▶ _TASK INSTRUCTIONS_
Every line from the one containing "Could you please point to the grass" to the final line of the material below must be reproduced exactly; leave out all other lines.

▶ _RECORDS SHOWN_
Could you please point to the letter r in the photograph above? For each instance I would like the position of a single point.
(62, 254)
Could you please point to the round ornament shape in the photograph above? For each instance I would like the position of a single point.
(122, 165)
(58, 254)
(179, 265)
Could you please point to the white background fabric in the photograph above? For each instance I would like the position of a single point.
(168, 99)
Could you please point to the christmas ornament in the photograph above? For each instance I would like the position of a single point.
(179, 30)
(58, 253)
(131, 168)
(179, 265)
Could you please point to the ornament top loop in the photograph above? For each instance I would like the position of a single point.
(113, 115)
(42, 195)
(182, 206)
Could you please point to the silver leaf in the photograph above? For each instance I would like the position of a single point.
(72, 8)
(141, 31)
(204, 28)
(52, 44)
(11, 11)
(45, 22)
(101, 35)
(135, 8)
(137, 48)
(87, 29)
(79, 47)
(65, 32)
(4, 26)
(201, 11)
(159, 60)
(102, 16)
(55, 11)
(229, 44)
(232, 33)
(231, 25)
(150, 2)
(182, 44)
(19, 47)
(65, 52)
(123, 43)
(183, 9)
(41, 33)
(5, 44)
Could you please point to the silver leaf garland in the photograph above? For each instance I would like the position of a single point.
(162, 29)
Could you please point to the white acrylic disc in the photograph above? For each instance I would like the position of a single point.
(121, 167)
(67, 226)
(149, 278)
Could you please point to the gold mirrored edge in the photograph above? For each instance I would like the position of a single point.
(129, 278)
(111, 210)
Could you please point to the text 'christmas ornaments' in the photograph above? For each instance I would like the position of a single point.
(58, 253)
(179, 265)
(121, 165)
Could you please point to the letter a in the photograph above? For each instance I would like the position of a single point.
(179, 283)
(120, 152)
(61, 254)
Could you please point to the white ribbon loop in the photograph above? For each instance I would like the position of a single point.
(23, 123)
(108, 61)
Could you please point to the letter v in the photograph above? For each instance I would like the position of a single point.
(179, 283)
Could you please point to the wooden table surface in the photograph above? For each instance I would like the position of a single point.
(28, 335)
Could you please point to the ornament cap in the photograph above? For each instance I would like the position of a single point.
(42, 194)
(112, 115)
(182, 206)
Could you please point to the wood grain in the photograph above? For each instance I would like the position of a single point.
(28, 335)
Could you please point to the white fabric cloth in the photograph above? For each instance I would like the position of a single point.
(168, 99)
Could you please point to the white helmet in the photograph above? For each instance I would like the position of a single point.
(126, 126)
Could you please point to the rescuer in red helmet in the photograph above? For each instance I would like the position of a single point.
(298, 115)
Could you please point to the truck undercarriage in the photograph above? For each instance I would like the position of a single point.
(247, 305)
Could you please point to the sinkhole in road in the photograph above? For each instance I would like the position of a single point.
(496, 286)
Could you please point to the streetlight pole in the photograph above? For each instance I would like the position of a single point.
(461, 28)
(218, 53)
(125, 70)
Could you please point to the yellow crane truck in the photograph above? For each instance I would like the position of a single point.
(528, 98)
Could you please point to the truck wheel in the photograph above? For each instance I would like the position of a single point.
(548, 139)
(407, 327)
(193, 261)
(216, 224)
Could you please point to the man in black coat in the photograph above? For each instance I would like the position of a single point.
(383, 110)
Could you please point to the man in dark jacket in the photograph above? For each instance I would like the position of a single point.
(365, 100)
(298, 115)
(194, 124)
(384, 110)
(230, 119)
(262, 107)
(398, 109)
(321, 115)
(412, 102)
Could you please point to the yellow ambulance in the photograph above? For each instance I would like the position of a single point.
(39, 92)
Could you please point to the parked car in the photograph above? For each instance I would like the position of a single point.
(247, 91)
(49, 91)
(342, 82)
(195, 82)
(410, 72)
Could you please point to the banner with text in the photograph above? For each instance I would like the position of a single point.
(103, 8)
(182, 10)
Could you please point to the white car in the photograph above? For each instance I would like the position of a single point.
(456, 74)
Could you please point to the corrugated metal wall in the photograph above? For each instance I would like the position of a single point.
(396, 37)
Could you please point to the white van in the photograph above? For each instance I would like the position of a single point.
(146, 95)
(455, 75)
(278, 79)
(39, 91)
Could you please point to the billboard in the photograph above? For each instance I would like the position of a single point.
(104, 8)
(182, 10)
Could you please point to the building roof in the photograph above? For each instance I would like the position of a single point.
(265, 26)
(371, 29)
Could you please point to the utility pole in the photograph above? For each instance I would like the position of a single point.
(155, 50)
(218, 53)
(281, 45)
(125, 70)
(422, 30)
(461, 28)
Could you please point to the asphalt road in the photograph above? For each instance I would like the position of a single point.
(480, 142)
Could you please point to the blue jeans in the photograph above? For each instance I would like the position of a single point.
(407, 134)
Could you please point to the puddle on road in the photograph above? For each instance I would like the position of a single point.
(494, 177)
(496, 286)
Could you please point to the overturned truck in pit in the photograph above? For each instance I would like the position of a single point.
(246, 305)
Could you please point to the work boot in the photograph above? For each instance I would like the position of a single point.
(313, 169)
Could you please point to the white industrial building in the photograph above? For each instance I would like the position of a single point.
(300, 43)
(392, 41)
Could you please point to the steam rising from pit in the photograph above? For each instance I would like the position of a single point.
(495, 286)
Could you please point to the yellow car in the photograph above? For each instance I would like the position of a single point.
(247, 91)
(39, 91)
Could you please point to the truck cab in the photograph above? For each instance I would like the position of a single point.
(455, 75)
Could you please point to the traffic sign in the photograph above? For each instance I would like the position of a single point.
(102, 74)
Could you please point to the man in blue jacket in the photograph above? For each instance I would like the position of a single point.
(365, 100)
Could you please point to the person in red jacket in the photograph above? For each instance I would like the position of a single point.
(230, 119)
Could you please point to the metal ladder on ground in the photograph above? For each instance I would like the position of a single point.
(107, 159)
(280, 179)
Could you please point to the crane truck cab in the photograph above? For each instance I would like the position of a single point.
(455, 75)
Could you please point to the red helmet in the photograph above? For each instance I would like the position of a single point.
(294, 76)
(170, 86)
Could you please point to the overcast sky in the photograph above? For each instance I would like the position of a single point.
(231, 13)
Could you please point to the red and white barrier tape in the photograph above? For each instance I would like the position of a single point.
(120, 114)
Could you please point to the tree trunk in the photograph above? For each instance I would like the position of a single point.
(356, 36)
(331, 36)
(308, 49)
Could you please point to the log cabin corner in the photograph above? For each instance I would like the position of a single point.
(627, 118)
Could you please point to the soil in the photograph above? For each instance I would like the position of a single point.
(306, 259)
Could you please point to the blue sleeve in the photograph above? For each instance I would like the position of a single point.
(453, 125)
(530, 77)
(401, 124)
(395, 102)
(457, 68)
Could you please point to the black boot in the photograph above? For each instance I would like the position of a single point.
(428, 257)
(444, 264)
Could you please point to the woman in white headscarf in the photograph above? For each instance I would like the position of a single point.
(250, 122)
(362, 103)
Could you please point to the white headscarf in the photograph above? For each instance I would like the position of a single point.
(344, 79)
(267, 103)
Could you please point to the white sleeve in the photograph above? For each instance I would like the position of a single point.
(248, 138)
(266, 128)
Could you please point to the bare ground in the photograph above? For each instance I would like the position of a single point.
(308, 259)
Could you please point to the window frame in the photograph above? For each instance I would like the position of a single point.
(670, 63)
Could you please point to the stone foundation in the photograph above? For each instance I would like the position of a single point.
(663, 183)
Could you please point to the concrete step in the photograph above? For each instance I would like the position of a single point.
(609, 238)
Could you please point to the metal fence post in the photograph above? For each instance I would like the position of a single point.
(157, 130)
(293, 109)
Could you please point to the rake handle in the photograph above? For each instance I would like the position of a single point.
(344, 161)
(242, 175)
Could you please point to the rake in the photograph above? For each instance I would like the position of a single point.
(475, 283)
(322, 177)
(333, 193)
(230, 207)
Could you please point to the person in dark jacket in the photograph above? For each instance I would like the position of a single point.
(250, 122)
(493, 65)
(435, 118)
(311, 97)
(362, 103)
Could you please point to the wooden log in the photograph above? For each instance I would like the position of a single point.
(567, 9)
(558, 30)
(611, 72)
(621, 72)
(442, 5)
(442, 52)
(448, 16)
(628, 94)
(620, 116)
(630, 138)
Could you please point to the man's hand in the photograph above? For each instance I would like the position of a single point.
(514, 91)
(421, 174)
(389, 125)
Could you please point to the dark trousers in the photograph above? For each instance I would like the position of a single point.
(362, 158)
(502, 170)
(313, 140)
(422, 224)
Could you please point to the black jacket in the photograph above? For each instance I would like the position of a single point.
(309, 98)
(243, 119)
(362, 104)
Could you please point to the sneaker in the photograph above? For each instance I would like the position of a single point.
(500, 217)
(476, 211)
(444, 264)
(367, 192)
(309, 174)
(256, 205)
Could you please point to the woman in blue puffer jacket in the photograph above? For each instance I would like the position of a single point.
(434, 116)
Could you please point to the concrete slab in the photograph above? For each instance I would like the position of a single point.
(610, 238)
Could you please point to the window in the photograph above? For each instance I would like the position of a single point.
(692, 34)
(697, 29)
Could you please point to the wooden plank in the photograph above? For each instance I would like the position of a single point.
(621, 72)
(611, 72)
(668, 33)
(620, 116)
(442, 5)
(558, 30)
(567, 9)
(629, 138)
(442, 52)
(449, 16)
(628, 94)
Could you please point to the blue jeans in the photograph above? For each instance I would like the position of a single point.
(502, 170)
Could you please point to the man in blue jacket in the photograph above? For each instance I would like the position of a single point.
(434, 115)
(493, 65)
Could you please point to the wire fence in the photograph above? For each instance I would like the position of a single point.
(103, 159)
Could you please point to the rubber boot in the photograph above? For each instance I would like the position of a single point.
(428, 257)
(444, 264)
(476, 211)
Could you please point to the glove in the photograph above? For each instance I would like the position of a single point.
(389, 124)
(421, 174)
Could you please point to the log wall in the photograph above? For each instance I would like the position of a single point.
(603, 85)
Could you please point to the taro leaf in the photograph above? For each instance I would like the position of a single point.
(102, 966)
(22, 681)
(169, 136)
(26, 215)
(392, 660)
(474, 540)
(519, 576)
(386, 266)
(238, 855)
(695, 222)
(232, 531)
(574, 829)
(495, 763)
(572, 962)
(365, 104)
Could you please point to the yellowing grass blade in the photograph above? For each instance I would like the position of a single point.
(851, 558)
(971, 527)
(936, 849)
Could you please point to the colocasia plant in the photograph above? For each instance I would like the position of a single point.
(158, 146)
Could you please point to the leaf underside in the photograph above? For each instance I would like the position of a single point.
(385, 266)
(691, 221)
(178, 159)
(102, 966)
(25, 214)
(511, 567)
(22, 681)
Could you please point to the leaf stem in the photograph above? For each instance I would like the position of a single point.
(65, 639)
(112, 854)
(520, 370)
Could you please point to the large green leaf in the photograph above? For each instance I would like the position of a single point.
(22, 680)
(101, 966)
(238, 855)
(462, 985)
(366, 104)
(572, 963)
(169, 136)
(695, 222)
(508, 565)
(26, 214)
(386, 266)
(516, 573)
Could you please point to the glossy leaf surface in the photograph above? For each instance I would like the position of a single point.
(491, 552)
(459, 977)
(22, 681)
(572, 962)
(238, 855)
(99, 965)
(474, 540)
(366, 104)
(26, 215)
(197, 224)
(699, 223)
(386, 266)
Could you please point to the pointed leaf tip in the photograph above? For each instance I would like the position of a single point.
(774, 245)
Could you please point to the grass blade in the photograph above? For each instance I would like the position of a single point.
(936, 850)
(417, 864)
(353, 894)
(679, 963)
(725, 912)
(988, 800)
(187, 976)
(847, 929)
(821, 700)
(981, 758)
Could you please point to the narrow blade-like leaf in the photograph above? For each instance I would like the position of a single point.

▶ _RESPONSE AREA_
Could you please point to the grass blade in the photograph above? For each instance I would like the position of a single point.
(936, 850)
(417, 864)
(353, 894)
(679, 963)
(725, 912)
(988, 800)
(187, 976)
(847, 929)
(821, 700)
(981, 758)
Could you please point to the narrow blade-like leaf in the photograph above? For each instance I would like the position of a single point.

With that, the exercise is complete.